▶ _Aim of the task_: Which lines in the listing below contain the word "fuselage"? Copy each of them in full, treating case as significant.
_ _ _ _
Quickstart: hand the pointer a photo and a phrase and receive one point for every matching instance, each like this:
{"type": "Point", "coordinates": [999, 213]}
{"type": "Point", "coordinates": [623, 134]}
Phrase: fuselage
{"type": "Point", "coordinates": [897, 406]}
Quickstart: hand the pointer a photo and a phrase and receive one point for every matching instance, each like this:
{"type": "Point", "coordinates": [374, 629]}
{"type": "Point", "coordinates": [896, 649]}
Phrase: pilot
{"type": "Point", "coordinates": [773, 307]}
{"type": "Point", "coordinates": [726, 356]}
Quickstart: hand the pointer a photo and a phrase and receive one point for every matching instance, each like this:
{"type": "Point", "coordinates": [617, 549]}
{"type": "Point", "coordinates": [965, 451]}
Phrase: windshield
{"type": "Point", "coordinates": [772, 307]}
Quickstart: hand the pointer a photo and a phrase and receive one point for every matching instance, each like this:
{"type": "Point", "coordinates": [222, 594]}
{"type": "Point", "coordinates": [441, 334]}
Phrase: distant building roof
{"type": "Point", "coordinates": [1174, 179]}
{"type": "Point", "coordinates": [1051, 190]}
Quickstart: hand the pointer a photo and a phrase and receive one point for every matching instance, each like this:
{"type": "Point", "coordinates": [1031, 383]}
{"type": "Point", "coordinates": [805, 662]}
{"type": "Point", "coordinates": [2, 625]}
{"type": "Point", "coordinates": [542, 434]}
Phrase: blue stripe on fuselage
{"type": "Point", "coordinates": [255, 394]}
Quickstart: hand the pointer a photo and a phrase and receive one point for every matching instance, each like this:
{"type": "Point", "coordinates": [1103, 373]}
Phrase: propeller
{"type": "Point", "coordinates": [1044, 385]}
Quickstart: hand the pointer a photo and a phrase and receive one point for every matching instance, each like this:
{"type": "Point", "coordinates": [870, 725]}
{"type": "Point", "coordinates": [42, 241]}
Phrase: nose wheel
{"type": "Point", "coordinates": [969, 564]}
_ _ _ _
▶ _The answer_:
Phrase: fuselage
Phrase: blue stripe on fuselage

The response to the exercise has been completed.